# [CONSIGNES]
1. Reproduisez intégralement le texte sur la visite de Moscou et du Kremlin, sans rien y changer.
2. Relevez dans les données chaque ligne où figure le mot "sconce", puis recopiez ces lignes.

# [TEXTE DU DOCUMENT]
*****
Derrière la Cathédrale de Basile le Bienheureux, le regard porte loin et la variété architecturale de Moscou saute aux yeux, avec pour point de mire les gratte-ciel de Staline, sorte d’immenses cathédrales de bureau dont le sommet fait penser à la pointe de l’Empire State Building de New York, à la seule différence près qu’une étoile est posée dessus. Au Kremlin comme ailleurs, les signes et monuments de l’Union soviétique sont toujours là, au milieu d’une place ou sur la façade d’un bâtiment, dans les couloirs du métro ou au coin d’une rue, le marteau et la faucille, le soldat et l’ouvrier, l’étoile rouge, peints, sculptés, gravés ou en mosaïque, ils ne dérangent visiblement ni les clochers dorés et leurs croix orthodoxes, ni les aigles à deux têtes, emblèmes de la Russie des Tsars et d’aujourd’hui.

Lors de la visite du Palais des Armures, nous admirons les trésors d’orfèvrerie des Tsars, des évangéliaires recouverts de pierres précieuses et de fils d’or torsadés en motifs délicats, des brûle-parfums en forme de château perché sur un rocher, des fontaines à vin ou à eau, des vases… tout est doré, argenté, recouvert de pierres précieuses. Nous apprenons comment les modes se sont succédé, les Allemands reprenant le marché aux Anglais avec des formes baroques, puis les Français prennent le dessus, d’abord avec un style classique, aux formes simples et aux lignes droites qui tranchent avec le baroque allemand. Et enfin c’est le style Empire qui domine, avec ses motifs influencés par l’antiquité

Dans une autre salle, des carrosses exposés montrent le détail des sculptures de bois recouvertes d’or et l’évolution des techniques d’amortissement. L’un des carrosses est en fait un traineau et était tiré par 23 chevaux, ce qui a permis à Catherine II de faire le voyage Saint-Pétersbourg – Moscou en trois jours seulement.
*****
[Données extraites d'une collection]
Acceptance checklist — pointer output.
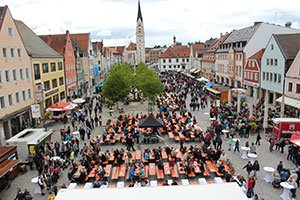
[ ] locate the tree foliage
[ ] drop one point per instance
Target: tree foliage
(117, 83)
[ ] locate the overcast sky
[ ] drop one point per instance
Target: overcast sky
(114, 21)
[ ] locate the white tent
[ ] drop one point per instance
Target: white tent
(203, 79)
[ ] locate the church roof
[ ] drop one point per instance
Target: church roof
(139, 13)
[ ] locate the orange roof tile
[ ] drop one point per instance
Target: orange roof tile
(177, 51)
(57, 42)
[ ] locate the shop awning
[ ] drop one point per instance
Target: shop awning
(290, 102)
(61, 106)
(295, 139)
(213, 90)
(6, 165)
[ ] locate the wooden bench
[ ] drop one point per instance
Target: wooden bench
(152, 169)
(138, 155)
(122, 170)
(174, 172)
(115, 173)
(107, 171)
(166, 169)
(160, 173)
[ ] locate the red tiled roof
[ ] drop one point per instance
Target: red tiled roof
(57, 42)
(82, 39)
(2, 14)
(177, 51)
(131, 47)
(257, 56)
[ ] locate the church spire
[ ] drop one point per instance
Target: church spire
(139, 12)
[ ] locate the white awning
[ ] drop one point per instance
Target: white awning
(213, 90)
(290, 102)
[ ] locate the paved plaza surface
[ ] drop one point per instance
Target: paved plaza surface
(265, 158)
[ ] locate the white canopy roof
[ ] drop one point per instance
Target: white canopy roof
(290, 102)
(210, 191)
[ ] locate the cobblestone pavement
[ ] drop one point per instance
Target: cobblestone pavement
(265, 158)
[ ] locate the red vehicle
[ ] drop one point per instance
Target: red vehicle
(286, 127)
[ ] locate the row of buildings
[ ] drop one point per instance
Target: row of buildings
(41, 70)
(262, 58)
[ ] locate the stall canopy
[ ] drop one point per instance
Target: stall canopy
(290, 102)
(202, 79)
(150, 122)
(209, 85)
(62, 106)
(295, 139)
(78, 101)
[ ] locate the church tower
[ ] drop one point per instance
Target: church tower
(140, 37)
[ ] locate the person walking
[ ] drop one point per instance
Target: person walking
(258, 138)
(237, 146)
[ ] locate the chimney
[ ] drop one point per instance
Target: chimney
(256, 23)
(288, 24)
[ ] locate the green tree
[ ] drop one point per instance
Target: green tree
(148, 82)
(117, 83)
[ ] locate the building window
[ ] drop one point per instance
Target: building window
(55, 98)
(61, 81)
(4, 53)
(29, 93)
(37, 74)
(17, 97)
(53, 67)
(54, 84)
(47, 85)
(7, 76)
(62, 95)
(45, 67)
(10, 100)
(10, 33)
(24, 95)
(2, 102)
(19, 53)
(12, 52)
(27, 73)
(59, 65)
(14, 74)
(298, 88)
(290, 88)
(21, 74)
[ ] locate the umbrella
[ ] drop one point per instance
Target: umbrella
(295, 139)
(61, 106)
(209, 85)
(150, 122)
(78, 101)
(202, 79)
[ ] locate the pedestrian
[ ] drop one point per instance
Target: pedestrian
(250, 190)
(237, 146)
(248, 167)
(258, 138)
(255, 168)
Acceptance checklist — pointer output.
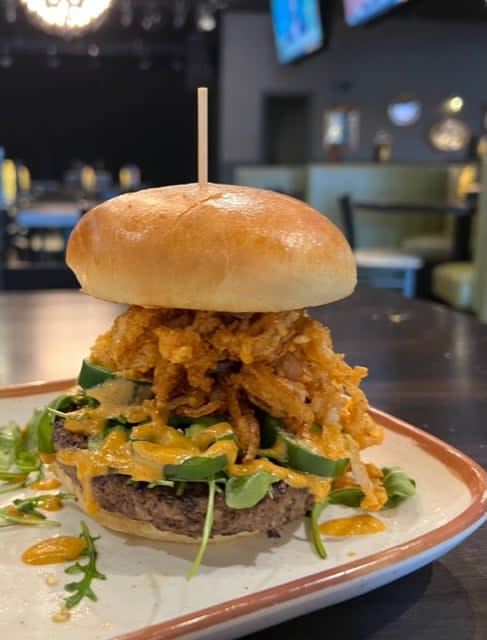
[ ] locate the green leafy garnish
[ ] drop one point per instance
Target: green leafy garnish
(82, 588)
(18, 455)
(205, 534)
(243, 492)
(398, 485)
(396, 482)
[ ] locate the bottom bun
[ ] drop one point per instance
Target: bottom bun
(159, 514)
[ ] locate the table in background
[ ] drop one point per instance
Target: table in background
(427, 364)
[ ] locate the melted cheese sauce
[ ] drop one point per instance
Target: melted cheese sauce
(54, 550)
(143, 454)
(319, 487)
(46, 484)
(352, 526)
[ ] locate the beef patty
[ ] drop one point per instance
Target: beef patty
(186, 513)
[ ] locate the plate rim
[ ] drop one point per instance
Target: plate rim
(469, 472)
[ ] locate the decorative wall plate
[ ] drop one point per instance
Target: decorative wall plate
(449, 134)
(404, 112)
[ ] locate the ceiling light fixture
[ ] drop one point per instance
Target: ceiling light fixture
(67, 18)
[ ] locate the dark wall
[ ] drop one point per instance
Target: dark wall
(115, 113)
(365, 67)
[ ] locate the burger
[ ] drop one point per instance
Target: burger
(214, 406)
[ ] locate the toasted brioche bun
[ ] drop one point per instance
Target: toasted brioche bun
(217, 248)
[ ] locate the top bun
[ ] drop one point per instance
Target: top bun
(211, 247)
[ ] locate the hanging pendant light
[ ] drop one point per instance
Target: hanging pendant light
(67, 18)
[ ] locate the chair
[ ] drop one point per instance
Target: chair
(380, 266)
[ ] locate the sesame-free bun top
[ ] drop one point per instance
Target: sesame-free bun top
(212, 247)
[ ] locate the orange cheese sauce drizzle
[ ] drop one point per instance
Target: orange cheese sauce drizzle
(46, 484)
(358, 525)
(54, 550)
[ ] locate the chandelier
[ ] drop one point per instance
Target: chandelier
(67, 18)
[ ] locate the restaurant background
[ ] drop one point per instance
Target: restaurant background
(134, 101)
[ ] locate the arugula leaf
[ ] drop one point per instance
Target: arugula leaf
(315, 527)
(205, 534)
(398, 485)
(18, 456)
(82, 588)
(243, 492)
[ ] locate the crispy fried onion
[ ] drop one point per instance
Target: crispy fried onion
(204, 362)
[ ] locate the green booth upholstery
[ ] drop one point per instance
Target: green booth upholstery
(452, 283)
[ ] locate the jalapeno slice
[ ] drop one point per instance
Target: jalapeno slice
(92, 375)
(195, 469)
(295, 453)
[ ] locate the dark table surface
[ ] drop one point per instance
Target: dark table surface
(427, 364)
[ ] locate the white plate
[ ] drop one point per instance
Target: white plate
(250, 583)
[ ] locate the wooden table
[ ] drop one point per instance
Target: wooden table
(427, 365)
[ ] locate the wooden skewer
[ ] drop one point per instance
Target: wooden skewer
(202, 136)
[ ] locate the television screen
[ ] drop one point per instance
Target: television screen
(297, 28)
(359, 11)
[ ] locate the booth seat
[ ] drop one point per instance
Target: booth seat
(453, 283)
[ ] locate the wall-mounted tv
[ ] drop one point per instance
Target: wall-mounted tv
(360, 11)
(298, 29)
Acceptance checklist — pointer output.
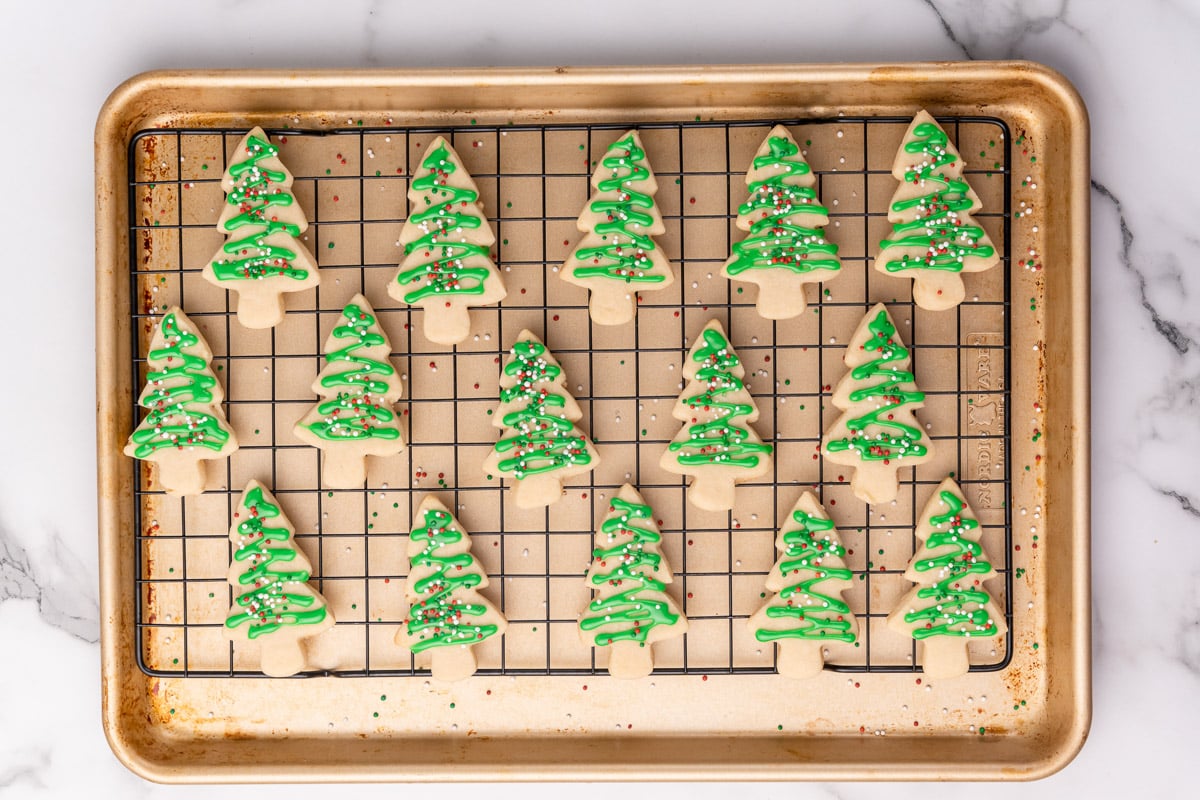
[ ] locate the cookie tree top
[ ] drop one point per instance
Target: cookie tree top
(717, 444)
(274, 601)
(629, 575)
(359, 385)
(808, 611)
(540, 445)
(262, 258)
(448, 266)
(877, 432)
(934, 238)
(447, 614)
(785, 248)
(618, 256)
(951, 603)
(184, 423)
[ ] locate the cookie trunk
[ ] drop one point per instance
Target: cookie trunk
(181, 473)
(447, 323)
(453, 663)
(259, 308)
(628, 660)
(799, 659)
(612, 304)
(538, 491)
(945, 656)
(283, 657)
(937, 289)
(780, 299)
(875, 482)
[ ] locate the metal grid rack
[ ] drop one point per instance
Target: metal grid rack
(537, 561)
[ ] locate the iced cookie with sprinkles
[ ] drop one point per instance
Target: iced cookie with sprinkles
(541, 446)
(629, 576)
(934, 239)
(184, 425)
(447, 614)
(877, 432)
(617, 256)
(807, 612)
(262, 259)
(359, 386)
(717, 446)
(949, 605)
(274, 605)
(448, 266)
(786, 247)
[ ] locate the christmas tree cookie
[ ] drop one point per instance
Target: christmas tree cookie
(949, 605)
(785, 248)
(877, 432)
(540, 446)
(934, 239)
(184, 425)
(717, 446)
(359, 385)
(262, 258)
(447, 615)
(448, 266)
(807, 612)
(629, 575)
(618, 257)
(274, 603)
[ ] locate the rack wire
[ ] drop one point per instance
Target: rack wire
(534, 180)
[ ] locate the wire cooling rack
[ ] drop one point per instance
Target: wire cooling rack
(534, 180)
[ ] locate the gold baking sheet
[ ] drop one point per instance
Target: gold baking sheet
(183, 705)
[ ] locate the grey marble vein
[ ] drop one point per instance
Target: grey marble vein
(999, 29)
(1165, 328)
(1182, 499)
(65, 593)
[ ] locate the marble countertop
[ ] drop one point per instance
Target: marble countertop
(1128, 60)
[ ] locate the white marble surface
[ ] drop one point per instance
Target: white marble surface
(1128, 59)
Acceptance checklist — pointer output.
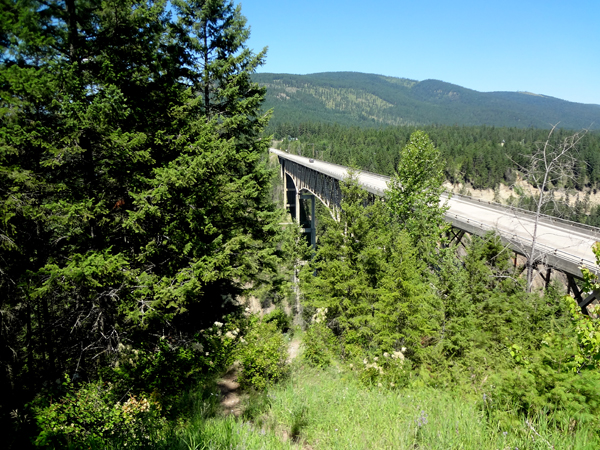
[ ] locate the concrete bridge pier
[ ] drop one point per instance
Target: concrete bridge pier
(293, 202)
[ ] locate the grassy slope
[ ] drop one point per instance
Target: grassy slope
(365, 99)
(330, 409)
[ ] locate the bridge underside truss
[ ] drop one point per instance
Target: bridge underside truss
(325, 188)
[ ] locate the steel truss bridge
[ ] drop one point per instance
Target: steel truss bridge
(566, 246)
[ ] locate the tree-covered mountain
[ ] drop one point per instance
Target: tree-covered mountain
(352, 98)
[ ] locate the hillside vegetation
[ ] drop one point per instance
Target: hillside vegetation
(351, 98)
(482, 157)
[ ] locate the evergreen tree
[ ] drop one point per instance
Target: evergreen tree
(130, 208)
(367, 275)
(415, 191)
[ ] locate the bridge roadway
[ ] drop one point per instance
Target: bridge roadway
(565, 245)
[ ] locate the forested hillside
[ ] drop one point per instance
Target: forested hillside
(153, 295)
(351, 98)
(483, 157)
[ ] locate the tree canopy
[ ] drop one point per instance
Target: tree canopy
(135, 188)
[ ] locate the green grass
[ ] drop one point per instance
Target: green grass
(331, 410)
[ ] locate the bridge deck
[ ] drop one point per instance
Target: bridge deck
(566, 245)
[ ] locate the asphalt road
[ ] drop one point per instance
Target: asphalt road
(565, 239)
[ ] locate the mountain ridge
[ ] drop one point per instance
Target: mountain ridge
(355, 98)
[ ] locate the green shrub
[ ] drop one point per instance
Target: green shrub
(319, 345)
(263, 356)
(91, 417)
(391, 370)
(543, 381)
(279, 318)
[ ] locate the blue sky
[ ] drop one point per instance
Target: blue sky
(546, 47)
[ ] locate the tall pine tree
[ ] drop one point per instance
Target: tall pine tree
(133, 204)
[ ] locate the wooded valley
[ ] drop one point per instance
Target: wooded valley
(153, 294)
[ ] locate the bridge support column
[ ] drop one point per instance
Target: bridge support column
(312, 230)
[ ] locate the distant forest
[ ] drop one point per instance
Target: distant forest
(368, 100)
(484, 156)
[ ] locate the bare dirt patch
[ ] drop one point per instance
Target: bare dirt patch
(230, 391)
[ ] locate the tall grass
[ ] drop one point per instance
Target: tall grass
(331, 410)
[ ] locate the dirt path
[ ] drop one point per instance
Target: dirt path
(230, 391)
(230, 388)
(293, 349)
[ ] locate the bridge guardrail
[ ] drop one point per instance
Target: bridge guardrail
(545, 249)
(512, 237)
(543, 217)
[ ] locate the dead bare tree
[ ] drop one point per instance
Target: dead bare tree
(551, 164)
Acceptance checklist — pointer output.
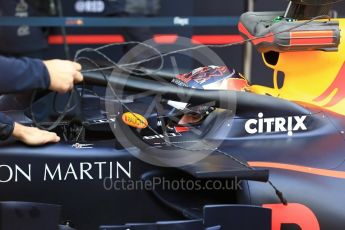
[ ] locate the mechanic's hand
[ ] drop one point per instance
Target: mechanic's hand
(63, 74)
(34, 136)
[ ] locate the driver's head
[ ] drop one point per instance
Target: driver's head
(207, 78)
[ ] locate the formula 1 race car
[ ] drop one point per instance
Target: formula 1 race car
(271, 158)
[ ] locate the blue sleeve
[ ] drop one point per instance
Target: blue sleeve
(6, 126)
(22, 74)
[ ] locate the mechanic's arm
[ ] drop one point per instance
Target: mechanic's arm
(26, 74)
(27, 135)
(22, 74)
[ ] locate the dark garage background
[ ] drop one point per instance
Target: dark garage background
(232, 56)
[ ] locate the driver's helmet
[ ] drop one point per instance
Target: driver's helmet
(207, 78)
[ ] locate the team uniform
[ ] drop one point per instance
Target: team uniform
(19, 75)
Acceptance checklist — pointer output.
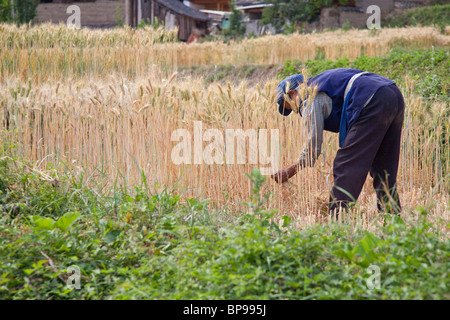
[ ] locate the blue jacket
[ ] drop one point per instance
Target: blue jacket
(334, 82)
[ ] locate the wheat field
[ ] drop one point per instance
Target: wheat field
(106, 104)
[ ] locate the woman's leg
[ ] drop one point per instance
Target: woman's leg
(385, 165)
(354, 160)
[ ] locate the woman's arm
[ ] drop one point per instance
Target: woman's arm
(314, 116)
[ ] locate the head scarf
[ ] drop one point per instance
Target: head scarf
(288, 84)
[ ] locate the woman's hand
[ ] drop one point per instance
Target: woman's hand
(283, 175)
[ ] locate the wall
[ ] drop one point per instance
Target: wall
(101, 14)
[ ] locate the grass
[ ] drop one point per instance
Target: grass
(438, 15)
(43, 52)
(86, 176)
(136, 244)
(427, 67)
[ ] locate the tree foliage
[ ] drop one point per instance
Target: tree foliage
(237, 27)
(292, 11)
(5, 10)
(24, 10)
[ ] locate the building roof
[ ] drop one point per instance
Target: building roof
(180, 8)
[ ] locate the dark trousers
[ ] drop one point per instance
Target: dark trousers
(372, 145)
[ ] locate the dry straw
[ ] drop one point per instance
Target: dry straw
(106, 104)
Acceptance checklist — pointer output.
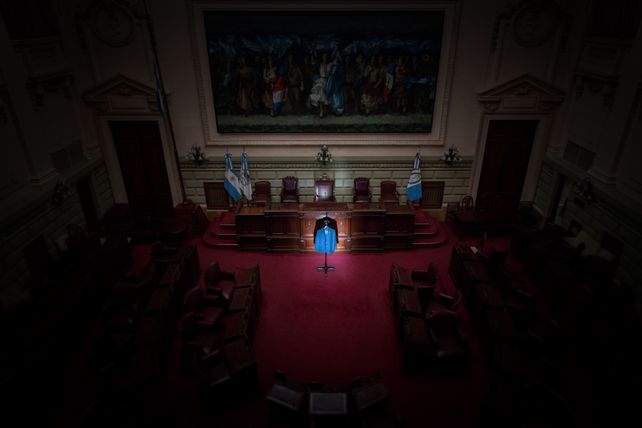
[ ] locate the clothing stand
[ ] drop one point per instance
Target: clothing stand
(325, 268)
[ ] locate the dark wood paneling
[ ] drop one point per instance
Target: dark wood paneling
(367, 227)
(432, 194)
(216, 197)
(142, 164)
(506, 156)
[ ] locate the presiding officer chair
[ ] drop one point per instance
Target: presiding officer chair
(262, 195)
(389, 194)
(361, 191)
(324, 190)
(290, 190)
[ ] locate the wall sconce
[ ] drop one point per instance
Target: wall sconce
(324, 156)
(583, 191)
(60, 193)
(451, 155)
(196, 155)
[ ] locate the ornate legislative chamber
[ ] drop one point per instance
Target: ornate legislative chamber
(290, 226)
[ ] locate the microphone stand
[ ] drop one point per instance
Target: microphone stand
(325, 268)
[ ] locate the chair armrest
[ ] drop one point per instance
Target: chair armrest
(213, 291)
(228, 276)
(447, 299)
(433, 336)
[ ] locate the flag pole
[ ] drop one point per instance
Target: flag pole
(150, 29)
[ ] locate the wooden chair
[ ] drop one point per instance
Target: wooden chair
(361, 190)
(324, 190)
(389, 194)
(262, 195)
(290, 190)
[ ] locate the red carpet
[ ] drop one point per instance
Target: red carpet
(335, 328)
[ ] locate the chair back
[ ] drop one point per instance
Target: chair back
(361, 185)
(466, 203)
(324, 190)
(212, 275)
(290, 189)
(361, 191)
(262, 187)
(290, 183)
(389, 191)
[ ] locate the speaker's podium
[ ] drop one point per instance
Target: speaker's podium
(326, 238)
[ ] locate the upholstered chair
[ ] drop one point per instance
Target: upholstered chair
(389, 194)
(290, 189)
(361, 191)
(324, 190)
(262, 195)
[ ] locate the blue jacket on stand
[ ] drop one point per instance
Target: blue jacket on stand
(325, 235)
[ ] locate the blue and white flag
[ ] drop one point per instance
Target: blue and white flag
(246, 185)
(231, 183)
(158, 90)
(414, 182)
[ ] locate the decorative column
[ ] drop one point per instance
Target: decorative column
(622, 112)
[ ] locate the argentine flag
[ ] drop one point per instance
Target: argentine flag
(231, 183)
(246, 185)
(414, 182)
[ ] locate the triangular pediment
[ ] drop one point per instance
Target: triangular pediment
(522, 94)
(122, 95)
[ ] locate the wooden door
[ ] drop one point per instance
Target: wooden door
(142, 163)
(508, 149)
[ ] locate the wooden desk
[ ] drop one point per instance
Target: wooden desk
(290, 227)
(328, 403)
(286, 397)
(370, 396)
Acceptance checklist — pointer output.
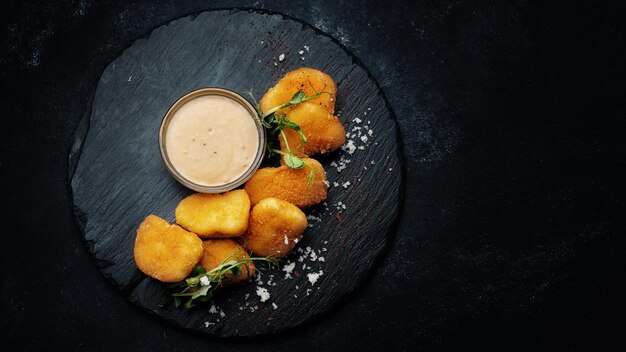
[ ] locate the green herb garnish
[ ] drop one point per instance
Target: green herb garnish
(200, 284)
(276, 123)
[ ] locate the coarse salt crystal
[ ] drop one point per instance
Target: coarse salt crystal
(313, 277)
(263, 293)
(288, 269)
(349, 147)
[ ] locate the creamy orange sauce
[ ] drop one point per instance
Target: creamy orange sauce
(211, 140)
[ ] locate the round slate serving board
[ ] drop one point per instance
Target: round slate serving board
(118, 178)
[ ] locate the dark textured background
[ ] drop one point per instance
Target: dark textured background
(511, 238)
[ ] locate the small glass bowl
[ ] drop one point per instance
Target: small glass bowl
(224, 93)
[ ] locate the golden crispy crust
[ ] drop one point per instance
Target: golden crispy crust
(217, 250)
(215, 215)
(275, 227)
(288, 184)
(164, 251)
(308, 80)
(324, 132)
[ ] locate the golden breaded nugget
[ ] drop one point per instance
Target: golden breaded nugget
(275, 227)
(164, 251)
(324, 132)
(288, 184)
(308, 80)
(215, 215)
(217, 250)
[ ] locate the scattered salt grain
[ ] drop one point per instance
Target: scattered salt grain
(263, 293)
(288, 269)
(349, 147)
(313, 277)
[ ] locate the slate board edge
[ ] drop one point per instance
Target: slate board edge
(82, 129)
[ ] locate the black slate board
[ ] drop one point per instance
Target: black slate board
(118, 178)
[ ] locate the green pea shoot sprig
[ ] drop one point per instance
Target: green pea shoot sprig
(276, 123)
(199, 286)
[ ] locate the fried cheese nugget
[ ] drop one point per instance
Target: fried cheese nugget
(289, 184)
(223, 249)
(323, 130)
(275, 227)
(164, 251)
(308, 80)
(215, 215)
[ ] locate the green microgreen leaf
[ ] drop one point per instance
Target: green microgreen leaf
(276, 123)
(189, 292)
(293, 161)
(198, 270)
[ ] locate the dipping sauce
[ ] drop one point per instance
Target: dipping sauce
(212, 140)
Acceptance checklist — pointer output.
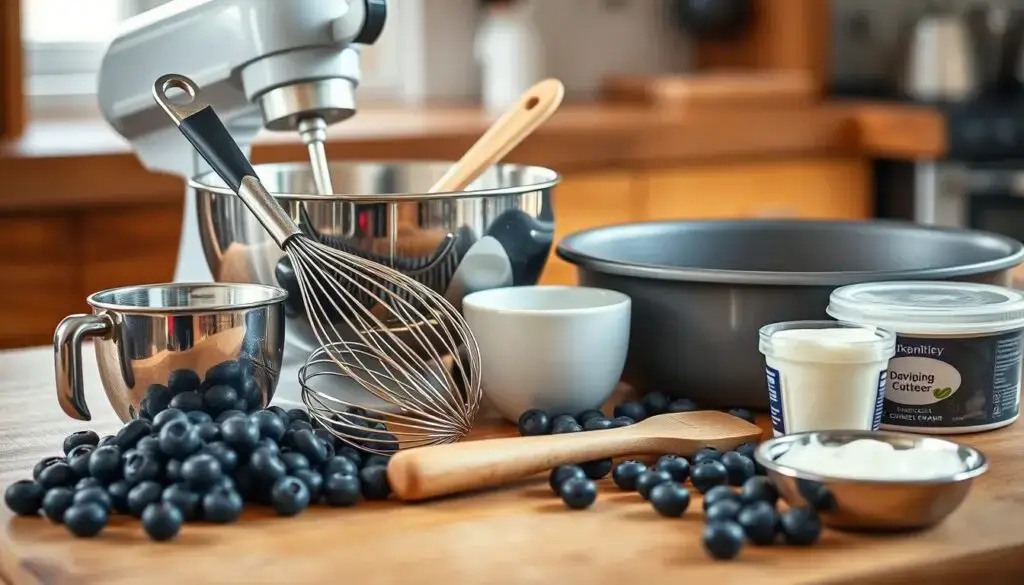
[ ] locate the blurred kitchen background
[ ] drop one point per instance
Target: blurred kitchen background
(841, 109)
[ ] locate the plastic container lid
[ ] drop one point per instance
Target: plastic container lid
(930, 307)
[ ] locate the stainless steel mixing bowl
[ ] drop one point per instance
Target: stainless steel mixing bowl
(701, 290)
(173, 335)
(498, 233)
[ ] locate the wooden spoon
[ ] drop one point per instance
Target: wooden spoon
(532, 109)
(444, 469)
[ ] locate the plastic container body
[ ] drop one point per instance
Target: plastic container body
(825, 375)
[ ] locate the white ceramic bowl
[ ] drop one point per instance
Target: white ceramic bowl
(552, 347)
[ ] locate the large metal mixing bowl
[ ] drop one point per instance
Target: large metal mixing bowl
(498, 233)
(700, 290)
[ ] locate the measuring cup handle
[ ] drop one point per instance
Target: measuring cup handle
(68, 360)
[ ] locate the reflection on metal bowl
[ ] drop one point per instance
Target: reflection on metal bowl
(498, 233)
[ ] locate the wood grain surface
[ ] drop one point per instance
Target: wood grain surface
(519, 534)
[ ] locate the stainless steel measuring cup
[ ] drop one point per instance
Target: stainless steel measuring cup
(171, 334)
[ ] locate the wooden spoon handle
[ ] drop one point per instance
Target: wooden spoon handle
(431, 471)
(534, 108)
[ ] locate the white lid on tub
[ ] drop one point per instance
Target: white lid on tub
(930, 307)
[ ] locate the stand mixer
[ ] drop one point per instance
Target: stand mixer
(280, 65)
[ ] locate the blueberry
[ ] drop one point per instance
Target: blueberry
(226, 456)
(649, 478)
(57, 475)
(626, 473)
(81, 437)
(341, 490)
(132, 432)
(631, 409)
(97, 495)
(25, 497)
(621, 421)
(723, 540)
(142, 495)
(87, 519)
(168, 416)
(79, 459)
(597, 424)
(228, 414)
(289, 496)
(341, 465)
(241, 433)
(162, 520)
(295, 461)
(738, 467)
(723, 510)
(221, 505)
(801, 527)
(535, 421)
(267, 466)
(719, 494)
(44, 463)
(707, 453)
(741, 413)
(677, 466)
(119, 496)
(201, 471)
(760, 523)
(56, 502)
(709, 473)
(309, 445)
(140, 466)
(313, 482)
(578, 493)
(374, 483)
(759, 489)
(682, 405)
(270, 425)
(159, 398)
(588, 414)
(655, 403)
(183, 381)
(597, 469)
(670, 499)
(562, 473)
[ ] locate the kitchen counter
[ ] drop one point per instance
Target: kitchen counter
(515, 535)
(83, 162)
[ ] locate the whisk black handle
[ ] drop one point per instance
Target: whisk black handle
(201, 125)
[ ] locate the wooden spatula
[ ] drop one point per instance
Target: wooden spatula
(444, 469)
*****
# [RÉPONSES DANS L'ORDRE]
1.
Derrière la Cathédrale de Basile le Bienheureux, le regard porte loin et la variété architecturale de Moscou saute aux yeux, avec pour point de mire les gratte-ciel de Staline, sorte d’immenses cathédrales de bureau dont le sommet fait penser à la pointe de l’Empire State Building de New York, à la seule différence près qu’une étoile est posée dessus. Au Kremlin comme ailleurs, les signes et monuments de l’Union soviétique sont toujours là, au milieu d’une place ou sur la façade d’un bâtiment, dans les couloirs du métro ou au coin d’une rue, le marteau et la faucille, le soldat et l’ouvrier, l’étoile rouge, peints, sculptés, gravés ou en mosaïque, ils ne dérangent visiblement ni les clochers dorés et leurs croix orthodoxes, ni les aigles à deux têtes, emblèmes de la Russie des Tsars et d’aujourd’hui.

Lors de la visite du Palais des Armures, nous admirons les trésors d’orfèvrerie des Tsars, des évangéliaires recouverts de pierres précieuses et de fils d’or torsadés en motifs délicats, des brûle-parfums en forme de château perché sur un rocher, des fontaines à vin ou à eau, des vases… tout est doré, argenté, recouvert de pierres précieuses. Nous apprenons comment les modes se sont succédé, les Allemands reprenant le marché aux Anglais avec des formes baroques, puis les Français prennent le dessus, d’abord avec un style classique, aux formes simples et aux lignes droites qui tranchent avec le baroque allemand. Et enfin c’est le style Empire qui domine, avec ses motifs influencés par l’antiquité

Dans une autre salle, des carrosses exposés montrent le détail des sculptures de bois recouvertes d’or et l’évolution des techniques d’amortissement. L’un des carrosses est en fait un traineau et était tiré par 23 chevaux, ce qui a permis à Catherine II de faire le voyage Saint-Pétersbourg – Moscou en trois jours seulement.

2.
[ ] locate the wall sconce
Target: wall sconce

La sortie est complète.